Passage shown Start Marker
Figure 7. The protein expression of Bcl-6, TTP, and IL-10 in NRK-52E cells under hypoxic condition with DOR activation or/and inhibition. Cells were exposed to hypoxia at 1% O2 for 24–48 h and treated with 1 μM DOR agonist (UFP-512) or/and 1 μM DOR antagonist naltrindole. (A) Western blots of Bcl-6, TTP, and IL-10 after UFP-512 treatment. (B) Western blots of Bcl-6, TTP, and IL-10 after naltrindole treatment. (C) Western blots of Bcl-6, TTP, and IL-10 after UFP-512 and naltrindole treatment. H, hypoxia; C, normoxic control. ∗P < 0.05, ∗∗P < 0.01. U1, 1 μM UFP-512; C + U1, DOR activation with 1 μM UFP-512 treatment under normoxic conditions; H + U1, DOR activation with 1 μM UFP-512 treatment under hypoxic conditions; N1, 1 μM naltrindole; C + N1, DOR inhibition with 1 μM naltrindole treatment under normoxic conditions. U1 + N1, simultaneous administration of 1 μM UFP-512 and 1 μM naltrindole; C + U1 + N1, 1 μM UFP-512 and 1 μM naltrindole treatment under normoxic conditions; H + U1 + N1, 1 μM UFP-512 and 1 μM naltrindole treatment under hypoxic conditions.
Passage shown End Marker
Problem 1. According to the figure caption, what oxygen level and exposure time were used to produce hypoxia in the NRK-52E cells?
Problem 2. Pick up the figure caption on Bcl-6, TTP, and IL-10 expression after its final sentence and continue it.
The rows after the figure caption are separate material.
Dataset entries Start Marker
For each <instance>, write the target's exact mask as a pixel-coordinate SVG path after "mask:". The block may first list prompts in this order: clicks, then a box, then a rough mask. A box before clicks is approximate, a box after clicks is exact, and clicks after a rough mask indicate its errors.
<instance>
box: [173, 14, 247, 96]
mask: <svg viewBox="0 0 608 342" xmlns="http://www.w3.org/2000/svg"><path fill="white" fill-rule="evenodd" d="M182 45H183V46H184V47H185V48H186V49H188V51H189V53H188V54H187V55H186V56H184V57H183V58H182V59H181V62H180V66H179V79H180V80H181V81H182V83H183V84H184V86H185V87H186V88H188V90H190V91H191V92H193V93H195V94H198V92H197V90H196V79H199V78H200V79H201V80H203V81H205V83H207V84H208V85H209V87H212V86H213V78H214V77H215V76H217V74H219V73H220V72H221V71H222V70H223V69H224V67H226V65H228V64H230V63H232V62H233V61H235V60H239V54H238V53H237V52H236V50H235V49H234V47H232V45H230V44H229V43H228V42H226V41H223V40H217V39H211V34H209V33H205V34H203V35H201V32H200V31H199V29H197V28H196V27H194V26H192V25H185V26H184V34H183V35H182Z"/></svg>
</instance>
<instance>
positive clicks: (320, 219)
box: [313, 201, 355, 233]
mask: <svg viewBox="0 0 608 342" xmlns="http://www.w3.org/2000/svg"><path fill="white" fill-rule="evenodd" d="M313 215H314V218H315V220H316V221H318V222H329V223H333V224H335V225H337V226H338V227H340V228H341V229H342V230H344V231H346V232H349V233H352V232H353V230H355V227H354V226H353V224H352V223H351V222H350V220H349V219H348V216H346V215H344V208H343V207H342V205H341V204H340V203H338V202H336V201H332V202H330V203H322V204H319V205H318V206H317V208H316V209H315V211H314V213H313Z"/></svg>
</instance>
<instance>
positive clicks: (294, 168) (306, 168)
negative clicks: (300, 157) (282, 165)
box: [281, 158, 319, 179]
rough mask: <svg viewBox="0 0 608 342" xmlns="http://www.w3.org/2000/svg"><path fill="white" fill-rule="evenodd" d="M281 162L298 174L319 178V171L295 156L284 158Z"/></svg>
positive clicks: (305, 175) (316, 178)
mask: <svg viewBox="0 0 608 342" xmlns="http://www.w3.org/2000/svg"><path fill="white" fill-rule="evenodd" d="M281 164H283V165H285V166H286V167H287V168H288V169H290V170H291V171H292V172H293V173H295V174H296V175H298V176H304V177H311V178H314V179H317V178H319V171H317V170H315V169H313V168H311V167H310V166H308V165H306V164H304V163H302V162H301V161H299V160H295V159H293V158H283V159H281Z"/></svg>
Dataset entries End Marker
Exercise result 1. Cells were exposed to 1% O2 for 24–48 h.

Exercise result 2.
As a comparison, we also investigated the effects of DOR activation on TTP protein in the same cells. In normoxia, UFP-512 treatment did not significantly affect the expression of TTP at 24 h after the treatment, but intended to increase TTP protein levels at 48 h (Figure 7A). After naltrindole treatment, the expression of TTP seemed to increase under both normoxia and hypoxia at 24 h, though the phenotype was more significant under hypoxia (Figure 7B, P < 0.05). TTP was significantly increased by co-treatment of UFP-512 and naltrindole under hypoxic conditions, but did not change under normoxia (Figure 7C). Since the expression level of TTP remains steady under hypoxic stress, indicated in our previous (Luo et al., 2017), it is reasonable to believe that TTP is also regulated by DOR function in NRK-52E cells.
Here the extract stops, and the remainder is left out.